STUDY TEXT:

- - - - - - -

Doug Grant, a nutritionist, cites several minerals which
frequently appear on the ingredient labels of certain
mega-mineral products they actually admit their supplements
contain or "may contain" some of the following: (the phrase "may
contain" has always been scary for me. If they're not sure, then
what else is there that this product "may contain" that they
don t know about?)
Aluminum: Documented
since the article in Lancet
14 Jan 1989 to be associated with Alzheimer's Disease, as
well as blocking absorption of essential minerals like calcium,
iron, and fluoride.
Silver:
questionable
as a single-dose antibiotic,
consistent intake of silver accumulates in the blood-forming
organs - spleen, liver, and bone marrow-, as well as the skin,
lungs, and muscles. Serious pathologies have resulted: blood
disorders, cirrhosis, pulmonary edema, chronic bronchitis, and
a permanent skin condition known as argyria, to name just a few.
Silver is better left in the ancient lakes, and in tableware.
Gold: Manufacturers
of mega-minerals hawk that "there's
more gold in a ton of seawater than there is in a ton of ore." So
what? Our blood is not seawater; it evolved from seawater. Gold
used to be used to treat rheumatoid arthritis, but has largely
been abandoned when they proved that it caused kidney cell
destruction, bone marrow suppression, and immune
abnormalities.
Lithium:
Rarely used
as an antipsychotic medication,
lithium definitely can cause blackouts, coma, psychosis, kidney
damage, and seizures. Outside of that, it should be fine.
The list goes on. The above are just a few examples of
mineral
toxicities about which we have some idea. But for at least half
the minerals in the mega toddies, we know nothing at all.
4. Chelated
The fourth form of supplemental minerals is the
chelated
variety. Some clarification of this term is immediately
necessary. Chelated is a general term that describes a certain
chemical configuration, or shape of a compound in which some
molecule gets hooked up with some other chemical structures. When
a mineral is bound or stuck to certain carrier molecules, which
are known as chelating agents, or ligands, and a ring-like
molecule is the result, we say that a chelate is formed. Chelate
is from the Greek word for claw, suggested by the open v-shape of
the two ligands on each side, with the mineral ion in the
center.
Chelation occurs in many situations. Many things can be
chelated, including minerals, vitamins, and enzymes. Minerals in
food may be bound with organic molecules in a chelated state.

- - - - - - -

WHAT YOU NEED TO DO:
1. Decide whether each statement agrees with the excerpt on mineral supplements: (a) gold as a treatment for rheumatoid arthritis has largely been given up; (b) the word "chelate" derives from the Latin word for claw; (c) regular intake of silver builds up in the spleen, liver, and bone marrow. For each, answer yes or no and quote the words of the excerpt that settle it.
2. Transcribe the passage of the excerpt on mineral supplements from "Aluminum: Documented" to "just a few.".

[Region pointing data]
- - - - - - -

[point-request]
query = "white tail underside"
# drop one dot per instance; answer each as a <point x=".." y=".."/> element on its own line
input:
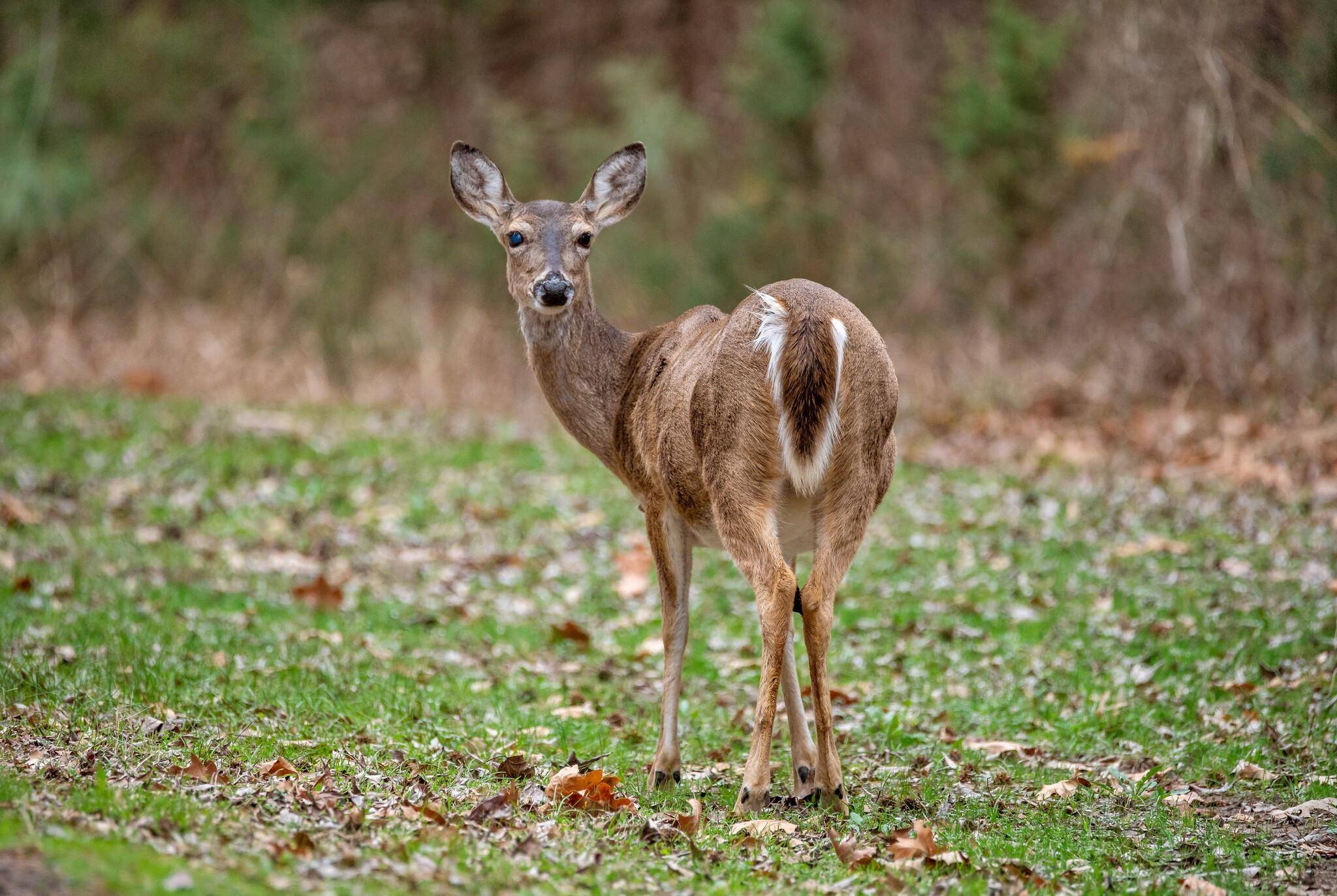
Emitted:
<point x="806" y="474"/>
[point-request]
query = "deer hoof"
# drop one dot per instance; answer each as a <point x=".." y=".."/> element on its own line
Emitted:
<point x="752" y="800"/>
<point x="832" y="799"/>
<point x="804" y="784"/>
<point x="662" y="779"/>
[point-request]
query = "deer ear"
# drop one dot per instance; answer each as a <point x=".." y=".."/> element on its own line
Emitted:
<point x="479" y="186"/>
<point x="617" y="185"/>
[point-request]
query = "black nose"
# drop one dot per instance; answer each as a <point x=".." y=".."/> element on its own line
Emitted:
<point x="554" y="290"/>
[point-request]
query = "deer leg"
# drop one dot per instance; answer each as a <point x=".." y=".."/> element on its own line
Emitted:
<point x="840" y="534"/>
<point x="672" y="550"/>
<point x="749" y="534"/>
<point x="801" y="748"/>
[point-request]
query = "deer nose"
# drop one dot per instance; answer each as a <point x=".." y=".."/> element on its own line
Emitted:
<point x="554" y="290"/>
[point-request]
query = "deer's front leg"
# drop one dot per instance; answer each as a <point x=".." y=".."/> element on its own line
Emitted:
<point x="672" y="549"/>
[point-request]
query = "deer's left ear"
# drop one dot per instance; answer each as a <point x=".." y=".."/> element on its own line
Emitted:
<point x="617" y="185"/>
<point x="479" y="186"/>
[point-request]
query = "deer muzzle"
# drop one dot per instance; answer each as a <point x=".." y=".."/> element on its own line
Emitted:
<point x="554" y="290"/>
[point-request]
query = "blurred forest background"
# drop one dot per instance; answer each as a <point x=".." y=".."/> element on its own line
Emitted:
<point x="1071" y="204"/>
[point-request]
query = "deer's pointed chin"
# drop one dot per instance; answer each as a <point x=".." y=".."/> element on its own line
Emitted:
<point x="550" y="311"/>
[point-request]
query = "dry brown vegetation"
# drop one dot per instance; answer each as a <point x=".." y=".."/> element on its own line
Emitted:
<point x="1042" y="205"/>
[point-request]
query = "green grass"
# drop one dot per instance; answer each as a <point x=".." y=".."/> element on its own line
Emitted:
<point x="983" y="606"/>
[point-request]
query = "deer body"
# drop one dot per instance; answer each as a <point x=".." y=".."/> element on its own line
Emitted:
<point x="766" y="432"/>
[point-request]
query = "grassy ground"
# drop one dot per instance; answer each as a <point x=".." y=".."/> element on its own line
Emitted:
<point x="1144" y="638"/>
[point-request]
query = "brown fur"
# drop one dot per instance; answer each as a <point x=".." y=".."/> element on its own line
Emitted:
<point x="808" y="376"/>
<point x="684" y="415"/>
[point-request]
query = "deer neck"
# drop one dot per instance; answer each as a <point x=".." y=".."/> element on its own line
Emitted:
<point x="580" y="362"/>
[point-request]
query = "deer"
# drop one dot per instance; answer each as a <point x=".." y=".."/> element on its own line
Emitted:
<point x="766" y="432"/>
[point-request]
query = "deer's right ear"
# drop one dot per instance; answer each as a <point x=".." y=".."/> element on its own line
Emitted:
<point x="479" y="186"/>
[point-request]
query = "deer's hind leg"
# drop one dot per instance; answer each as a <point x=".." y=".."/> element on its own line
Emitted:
<point x="801" y="747"/>
<point x="843" y="519"/>
<point x="746" y="527"/>
<point x="672" y="549"/>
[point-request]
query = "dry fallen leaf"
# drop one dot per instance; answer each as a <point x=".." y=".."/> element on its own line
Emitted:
<point x="1194" y="886"/>
<point x="319" y="594"/>
<point x="1182" y="801"/>
<point x="1063" y="788"/>
<point x="571" y="632"/>
<point x="200" y="771"/>
<point x="495" y="807"/>
<point x="515" y="767"/>
<point x="1250" y="772"/>
<point x="763" y="827"/>
<point x="913" y="843"/>
<point x="999" y="748"/>
<point x="280" y="768"/>
<point x="590" y="791"/>
<point x="15" y="512"/>
<point x="1328" y="805"/>
<point x="849" y="852"/>
<point x="689" y="824"/>
<point x="1150" y="545"/>
<point x="633" y="572"/>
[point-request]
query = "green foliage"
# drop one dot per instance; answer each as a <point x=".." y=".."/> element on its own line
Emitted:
<point x="44" y="173"/>
<point x="999" y="122"/>
<point x="464" y="554"/>
<point x="787" y="63"/>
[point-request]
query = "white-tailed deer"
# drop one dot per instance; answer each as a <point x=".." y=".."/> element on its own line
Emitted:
<point x="766" y="431"/>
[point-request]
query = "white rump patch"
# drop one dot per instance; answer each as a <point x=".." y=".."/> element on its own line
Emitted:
<point x="770" y="336"/>
<point x="806" y="474"/>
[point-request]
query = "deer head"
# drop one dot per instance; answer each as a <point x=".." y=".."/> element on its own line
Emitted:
<point x="547" y="242"/>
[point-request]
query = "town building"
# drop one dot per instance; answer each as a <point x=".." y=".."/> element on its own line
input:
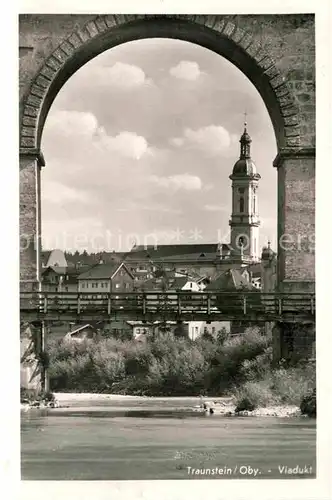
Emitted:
<point x="53" y="258"/>
<point x="106" y="278"/>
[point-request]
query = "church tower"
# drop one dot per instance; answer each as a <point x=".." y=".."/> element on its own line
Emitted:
<point x="245" y="221"/>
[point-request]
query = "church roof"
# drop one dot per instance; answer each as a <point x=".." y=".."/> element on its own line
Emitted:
<point x="176" y="252"/>
<point x="231" y="280"/>
<point x="244" y="165"/>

- - - - - - -

ANSWERS BELOW:
1.
(a) Yes: "has largely been abandoned"
(b) No: "Chelate is from the Greek word for claw"
(c) Yes: "consistent intake of silver accumulates in the blood-forming organs - spleen, liver, and bone marrow-"

2.
Aluminum: Documented
since the article in Lancet
14 Jan 1989 to be associated with Alzheimer's Disease, as
well as blocking absorption of essential minerals like calcium,
iron, and fluoride.
Silver:
questionable
as a single-dose antibiotic,
consistent intake of silver accumulates in the blood-forming
organs - spleen, liver, and bone marrow-, as well as the skin,
lungs, and muscles. Serious pathologies have resulted: blood
disorders, cirrhosis, pulmonary edema, chronic bronchitis, and
a permanent skin condition known as argyria, to name just a few.